Challenge –
Search the records for the line with "A single point marks each instance of the cardboard". Output that line and each line after it, exactly, and stop at the end; omit pictures.

..............................

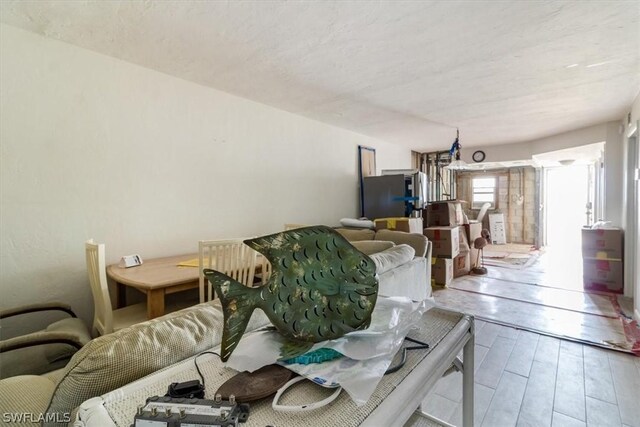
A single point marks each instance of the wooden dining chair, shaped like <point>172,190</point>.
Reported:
<point>231,257</point>
<point>105,319</point>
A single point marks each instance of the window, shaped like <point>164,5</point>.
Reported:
<point>484,190</point>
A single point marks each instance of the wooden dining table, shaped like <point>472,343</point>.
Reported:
<point>156,278</point>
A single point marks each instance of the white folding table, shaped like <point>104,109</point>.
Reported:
<point>394,401</point>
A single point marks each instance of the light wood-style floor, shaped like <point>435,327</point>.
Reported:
<point>526,379</point>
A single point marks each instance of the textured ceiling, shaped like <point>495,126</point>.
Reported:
<point>402,71</point>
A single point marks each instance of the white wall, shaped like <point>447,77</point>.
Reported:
<point>632,277</point>
<point>613,158</point>
<point>94,147</point>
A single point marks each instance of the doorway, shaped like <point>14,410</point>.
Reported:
<point>569,196</point>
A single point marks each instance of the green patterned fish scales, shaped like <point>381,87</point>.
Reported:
<point>319,289</point>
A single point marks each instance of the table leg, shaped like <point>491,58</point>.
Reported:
<point>468,380</point>
<point>155,303</point>
<point>121,295</point>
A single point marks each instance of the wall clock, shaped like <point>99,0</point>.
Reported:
<point>478,156</point>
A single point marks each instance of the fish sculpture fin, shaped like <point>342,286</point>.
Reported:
<point>291,349</point>
<point>238,302</point>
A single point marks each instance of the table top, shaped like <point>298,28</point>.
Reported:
<point>446,331</point>
<point>156,273</point>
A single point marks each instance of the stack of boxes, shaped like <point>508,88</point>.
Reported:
<point>443,228</point>
<point>602,268</point>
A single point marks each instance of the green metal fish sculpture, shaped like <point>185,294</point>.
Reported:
<point>320,288</point>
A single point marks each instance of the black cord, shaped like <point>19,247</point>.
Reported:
<point>421,345</point>
<point>195,361</point>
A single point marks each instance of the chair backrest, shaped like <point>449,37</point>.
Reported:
<point>96,269</point>
<point>231,257</point>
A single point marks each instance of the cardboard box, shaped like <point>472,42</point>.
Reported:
<point>497,229</point>
<point>445,241</point>
<point>462,264</point>
<point>441,271</point>
<point>603,275</point>
<point>443,214</point>
<point>602,243</point>
<point>409,225</point>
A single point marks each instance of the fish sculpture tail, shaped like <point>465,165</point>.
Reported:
<point>238,302</point>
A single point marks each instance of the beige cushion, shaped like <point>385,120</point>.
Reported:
<point>25,394</point>
<point>392,258</point>
<point>369,247</point>
<point>43,358</point>
<point>111,361</point>
<point>417,241</point>
<point>73,326</point>
<point>355,235</point>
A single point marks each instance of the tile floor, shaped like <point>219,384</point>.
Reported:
<point>526,379</point>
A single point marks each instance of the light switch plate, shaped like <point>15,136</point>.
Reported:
<point>130,261</point>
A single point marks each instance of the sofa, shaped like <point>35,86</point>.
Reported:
<point>403,260</point>
<point>114,360</point>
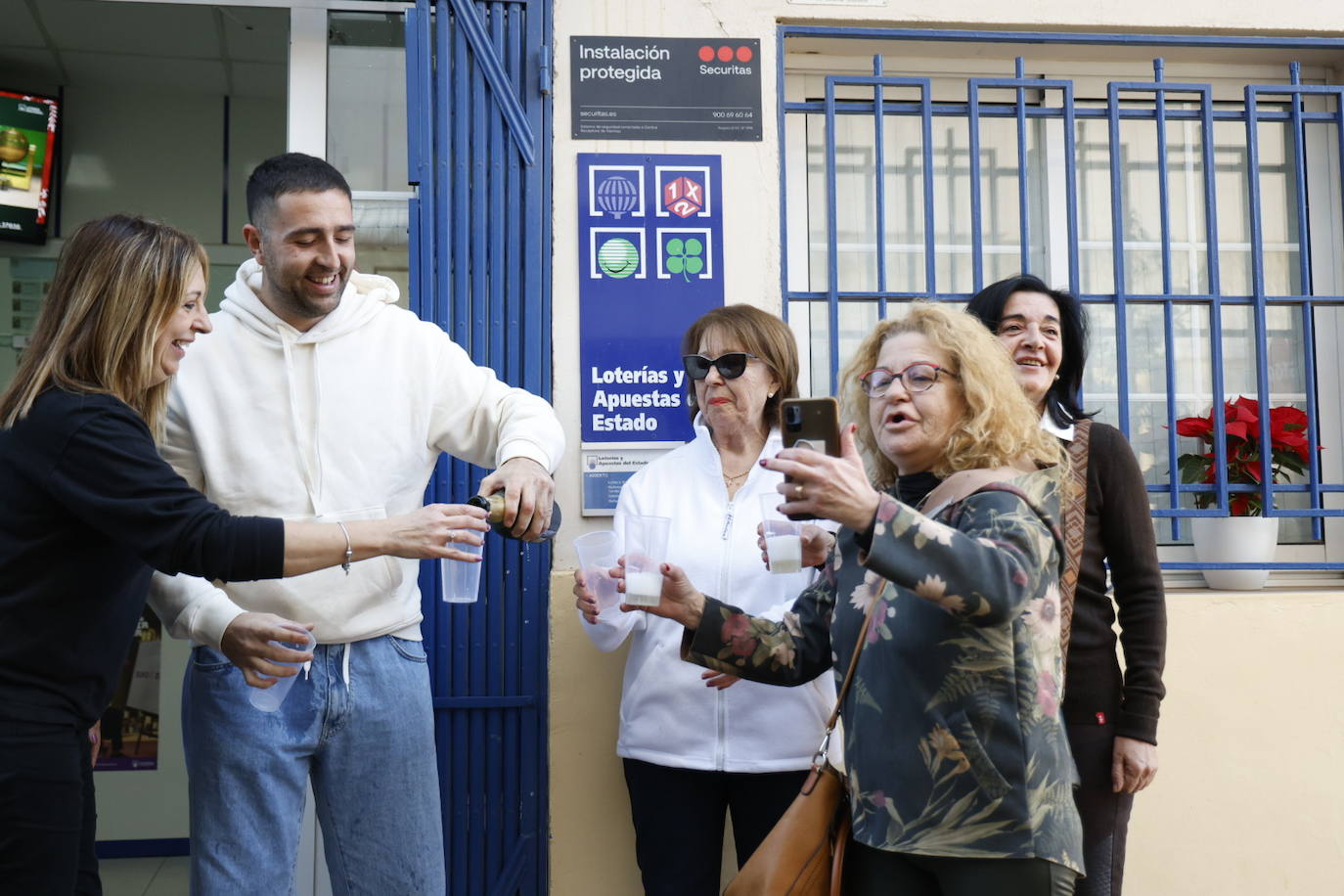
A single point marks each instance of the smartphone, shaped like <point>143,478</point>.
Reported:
<point>813,424</point>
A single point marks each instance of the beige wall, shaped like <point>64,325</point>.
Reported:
<point>1249,799</point>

..............................

Final result –
A single point marks each instance of the cardboard box, shaped like <point>472,42</point>.
Reported:
<point>497,229</point>
<point>445,241</point>
<point>462,264</point>
<point>441,271</point>
<point>603,275</point>
<point>443,214</point>
<point>602,243</point>
<point>409,225</point>
A single point marks each instance of the fish sculpture tail, shaped like <point>465,165</point>.
Reported:
<point>238,302</point>
A single point marks each instance of the beige cushion, shaped like <point>385,120</point>.
Reported:
<point>25,394</point>
<point>392,258</point>
<point>369,247</point>
<point>43,358</point>
<point>111,361</point>
<point>417,241</point>
<point>73,326</point>
<point>355,235</point>
A single point marks each instance of the tile floor, shaped like <point>219,384</point>.
Reported:
<point>526,379</point>
A single point marks each instance of the light switch plate, shaped like <point>15,136</point>.
Reported:
<point>130,261</point>
A single point marks each instance of the sofa, shaped like <point>35,86</point>.
Reported:
<point>403,260</point>
<point>114,360</point>
A single point marks each instance of the smartphone, shaped like <point>143,478</point>.
Reported:
<point>813,424</point>
A single point marks each instance of the beige wall, shaped like <point>64,325</point>.
Reported:
<point>1249,799</point>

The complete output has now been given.